TAREFAS A CUMPRIR.
(1) Reescreva o trecho do texto sobre a AFL e a CIA que vai de "Entre 1947 e" até "organizações sindicais estrangeiras.", trocando "Plano Marshall" por "programa de ajuda".
(2) Segundo o texto sobre a AFL e a CIA, em que ano a CIA concordou em financiar os esforços da FTUC contra os sindicatos comunistas no exterior?

TEXTO DE ORIGEM.
________

A Force Ouvrière havia começado como um pequeno grupo na CGT, disposto a coexistir com os comunistas. Brown ajudou a transformar esse grupo em uma organização sindical anticomunista separada, sustentada mais pelos fundos dos EUA do que pelo apoio popular.
Entre 1947 e 1948, o governo dos EUA alcançou a AFL na Guerra Fria; criou a CIA e lançou o Plano Marshall para garantir a “contenção” do comunismo, reconstruindo a economia europeia destruída pela guerra, dentro de uma estrutura capitalista. Reconhecendo o movimento sindical como um campo de batalha crucial da Guerra Fria, a CIA foi atraída pela FTUC de Lovestone e, em 1949, concordou em financiar os esforços da FTUC na ação contra os sindicatos comunistas no exterior, em troca de informações sobre organizações sindicais estrangeiras.
Os líderes da AFL Meany, David Dubinsky e Matthew Woll estavam na nova parceria, assim como Lovestone e Brown, mas outros sindicalistas da AFL e dos EUA mantiveram-se no escuro e sabiam pouco do que a FTUC estava planejando.
Pode ser difícil entender que líderes sindicais dos EUA forjaram uma aliança secreta com a CIA para dividir de forma não democrática os sindicatos no exterior. Mas os líderes da AFL e a CIA compartilhavam da crença de que os sindicatos de esquerda eram literalmente capazes de provocar a revolução proletária.

________

Itens guardados de uma coleção:
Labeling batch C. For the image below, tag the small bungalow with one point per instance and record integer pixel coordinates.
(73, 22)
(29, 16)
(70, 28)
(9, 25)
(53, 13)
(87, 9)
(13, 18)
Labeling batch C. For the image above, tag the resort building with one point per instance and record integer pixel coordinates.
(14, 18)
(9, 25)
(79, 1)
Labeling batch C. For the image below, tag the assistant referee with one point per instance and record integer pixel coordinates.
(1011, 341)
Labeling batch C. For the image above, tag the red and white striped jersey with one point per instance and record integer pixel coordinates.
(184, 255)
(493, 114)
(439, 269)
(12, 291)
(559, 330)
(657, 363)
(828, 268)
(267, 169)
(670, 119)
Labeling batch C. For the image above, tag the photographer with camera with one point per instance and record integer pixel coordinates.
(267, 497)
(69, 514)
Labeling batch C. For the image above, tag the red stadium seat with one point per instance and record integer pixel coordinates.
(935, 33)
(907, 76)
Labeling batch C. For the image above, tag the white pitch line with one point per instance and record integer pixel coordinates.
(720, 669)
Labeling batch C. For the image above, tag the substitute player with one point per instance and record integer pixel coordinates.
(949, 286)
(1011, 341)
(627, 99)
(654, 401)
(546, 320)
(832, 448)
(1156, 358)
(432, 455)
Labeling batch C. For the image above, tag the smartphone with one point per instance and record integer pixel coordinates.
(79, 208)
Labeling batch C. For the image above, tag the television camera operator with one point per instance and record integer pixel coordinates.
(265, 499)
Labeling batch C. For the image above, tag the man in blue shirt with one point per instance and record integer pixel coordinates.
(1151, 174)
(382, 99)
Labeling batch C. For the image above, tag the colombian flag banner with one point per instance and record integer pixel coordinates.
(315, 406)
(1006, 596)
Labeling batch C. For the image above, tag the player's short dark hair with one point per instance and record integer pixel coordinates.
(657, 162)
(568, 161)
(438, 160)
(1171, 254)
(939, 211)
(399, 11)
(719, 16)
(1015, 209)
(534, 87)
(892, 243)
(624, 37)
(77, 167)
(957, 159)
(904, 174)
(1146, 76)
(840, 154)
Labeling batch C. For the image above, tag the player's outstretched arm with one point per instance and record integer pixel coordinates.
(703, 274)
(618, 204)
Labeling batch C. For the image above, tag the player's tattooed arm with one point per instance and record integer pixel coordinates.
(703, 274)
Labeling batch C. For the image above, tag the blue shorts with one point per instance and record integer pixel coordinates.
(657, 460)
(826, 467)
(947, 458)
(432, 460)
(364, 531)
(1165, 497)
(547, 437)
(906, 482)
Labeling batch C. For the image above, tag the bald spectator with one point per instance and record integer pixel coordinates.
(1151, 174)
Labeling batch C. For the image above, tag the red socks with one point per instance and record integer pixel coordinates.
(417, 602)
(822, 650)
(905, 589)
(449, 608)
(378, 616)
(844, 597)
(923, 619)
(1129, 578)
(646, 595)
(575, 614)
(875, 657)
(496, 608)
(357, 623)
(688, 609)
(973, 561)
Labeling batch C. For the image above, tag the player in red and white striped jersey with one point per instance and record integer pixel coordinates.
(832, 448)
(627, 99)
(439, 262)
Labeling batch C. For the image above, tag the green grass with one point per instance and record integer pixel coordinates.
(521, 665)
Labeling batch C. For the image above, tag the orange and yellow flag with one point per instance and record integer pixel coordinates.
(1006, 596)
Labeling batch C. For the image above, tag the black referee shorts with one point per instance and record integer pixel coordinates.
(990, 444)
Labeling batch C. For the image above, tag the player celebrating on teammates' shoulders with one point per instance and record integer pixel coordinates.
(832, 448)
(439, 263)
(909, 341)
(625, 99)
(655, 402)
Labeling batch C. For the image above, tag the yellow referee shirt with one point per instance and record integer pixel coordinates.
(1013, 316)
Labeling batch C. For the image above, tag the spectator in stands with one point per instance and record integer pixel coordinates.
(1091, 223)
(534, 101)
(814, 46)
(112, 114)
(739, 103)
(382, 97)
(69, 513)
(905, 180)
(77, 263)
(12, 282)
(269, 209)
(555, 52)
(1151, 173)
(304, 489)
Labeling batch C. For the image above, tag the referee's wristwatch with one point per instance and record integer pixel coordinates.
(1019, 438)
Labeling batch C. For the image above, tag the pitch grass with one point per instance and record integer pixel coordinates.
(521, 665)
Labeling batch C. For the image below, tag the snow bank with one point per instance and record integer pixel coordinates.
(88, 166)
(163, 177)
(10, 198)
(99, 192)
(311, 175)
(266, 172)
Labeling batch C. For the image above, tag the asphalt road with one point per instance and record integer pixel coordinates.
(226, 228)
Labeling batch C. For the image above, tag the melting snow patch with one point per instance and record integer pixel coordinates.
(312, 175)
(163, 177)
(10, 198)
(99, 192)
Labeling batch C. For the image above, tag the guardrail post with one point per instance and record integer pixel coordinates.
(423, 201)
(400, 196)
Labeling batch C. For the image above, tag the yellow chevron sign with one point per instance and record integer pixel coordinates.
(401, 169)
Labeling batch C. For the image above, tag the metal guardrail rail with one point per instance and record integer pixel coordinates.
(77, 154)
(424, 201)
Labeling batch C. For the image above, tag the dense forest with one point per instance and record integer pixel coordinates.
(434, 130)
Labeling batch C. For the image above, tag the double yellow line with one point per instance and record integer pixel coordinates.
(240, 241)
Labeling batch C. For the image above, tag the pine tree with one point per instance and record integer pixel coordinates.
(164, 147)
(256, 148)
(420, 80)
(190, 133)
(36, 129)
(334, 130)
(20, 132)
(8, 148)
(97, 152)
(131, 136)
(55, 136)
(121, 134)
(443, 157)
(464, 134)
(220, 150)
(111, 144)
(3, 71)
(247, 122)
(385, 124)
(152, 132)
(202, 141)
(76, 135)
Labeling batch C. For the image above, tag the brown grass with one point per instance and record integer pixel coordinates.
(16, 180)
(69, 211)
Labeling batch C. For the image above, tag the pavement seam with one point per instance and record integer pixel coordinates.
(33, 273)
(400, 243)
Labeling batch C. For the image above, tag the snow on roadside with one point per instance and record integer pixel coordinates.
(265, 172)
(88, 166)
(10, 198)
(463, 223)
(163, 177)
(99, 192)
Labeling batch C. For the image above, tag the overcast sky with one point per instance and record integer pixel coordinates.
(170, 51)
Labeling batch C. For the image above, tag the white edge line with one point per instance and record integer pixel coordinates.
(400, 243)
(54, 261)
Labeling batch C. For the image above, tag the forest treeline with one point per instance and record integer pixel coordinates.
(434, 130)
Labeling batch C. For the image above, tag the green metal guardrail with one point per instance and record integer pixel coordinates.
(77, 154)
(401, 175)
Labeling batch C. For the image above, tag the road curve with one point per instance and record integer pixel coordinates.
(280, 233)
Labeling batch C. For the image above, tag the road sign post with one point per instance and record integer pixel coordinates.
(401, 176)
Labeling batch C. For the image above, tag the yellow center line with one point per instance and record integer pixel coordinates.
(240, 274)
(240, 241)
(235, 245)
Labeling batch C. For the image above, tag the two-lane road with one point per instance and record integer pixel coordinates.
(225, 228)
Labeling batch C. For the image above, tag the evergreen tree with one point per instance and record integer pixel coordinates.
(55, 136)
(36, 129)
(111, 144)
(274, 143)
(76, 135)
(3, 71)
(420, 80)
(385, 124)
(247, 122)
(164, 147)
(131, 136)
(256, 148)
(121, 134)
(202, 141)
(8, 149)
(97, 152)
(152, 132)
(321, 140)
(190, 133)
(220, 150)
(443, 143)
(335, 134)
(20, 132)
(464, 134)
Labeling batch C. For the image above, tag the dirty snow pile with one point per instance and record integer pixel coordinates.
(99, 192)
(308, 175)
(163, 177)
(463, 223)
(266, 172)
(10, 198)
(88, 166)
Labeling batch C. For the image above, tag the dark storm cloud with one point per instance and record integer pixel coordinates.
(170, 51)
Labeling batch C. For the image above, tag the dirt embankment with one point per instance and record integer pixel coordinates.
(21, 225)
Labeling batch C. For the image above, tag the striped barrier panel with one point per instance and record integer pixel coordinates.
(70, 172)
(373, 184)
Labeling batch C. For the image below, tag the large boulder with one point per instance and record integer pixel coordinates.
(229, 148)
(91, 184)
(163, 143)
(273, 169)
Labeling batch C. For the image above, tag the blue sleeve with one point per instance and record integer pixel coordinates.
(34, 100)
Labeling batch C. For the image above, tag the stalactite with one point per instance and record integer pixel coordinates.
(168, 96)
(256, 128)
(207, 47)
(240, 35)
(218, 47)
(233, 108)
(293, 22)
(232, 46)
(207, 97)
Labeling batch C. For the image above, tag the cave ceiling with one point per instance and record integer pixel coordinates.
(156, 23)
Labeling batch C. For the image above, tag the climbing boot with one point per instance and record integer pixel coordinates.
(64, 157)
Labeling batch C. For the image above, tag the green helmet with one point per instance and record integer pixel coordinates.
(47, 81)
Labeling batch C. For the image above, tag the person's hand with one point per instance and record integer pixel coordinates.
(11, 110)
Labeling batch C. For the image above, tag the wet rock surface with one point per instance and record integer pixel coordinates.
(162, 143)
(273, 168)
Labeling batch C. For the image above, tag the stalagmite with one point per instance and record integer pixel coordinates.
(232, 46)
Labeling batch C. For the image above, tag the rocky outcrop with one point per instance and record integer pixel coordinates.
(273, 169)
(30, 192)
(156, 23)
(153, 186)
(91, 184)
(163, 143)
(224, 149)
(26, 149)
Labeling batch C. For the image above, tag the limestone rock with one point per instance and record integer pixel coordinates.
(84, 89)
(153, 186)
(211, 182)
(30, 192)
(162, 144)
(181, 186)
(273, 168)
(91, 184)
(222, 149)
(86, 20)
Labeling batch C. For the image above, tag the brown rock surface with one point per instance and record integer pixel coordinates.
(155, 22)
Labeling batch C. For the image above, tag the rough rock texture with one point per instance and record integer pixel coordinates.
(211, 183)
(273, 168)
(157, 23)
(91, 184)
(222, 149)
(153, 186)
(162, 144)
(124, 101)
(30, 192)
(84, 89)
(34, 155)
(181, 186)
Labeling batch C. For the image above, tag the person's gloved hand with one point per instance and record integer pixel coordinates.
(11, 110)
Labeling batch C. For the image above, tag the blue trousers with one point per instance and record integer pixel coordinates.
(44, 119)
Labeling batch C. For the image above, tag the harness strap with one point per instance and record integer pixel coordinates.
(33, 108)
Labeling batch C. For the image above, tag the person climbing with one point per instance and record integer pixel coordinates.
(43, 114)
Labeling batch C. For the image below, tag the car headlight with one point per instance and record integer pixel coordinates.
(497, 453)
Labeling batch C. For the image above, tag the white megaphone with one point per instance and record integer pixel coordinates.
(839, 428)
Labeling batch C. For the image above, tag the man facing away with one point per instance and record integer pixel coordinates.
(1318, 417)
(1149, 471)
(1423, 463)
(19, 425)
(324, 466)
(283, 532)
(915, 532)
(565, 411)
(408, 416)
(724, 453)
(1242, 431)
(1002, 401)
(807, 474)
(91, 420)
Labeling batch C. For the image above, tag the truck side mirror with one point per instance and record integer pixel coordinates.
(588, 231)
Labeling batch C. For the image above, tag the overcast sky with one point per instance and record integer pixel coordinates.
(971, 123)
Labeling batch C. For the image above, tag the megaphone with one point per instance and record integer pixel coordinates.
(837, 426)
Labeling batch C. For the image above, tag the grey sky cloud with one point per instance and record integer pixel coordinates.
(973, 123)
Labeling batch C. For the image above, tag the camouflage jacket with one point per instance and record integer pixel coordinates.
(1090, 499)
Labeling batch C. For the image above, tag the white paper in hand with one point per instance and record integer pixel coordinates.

________

RESULTADOS FINAIS.
(1)
Entre 1947 e 1948, o governo dos EUA alcançou a AFL na Guerra Fria; criou a CIA e lançou o programa de ajuda para garantir a “contenção” do comunismo, reconstruindo a economia europeia destruída pela guerra, dentro de uma estrutura capitalista. Reconhecendo o movimento sindical como um campo de batalha crucial da Guerra Fria, a CIA foi atraída pela FTUC de Lovestone e, em 1949, concordou em financiar os esforços da FTUC na ação contra os sindicatos comunistas no exterior, em troca de informações sobre organizações sindicais estrangeiras.

(2) Em 1949.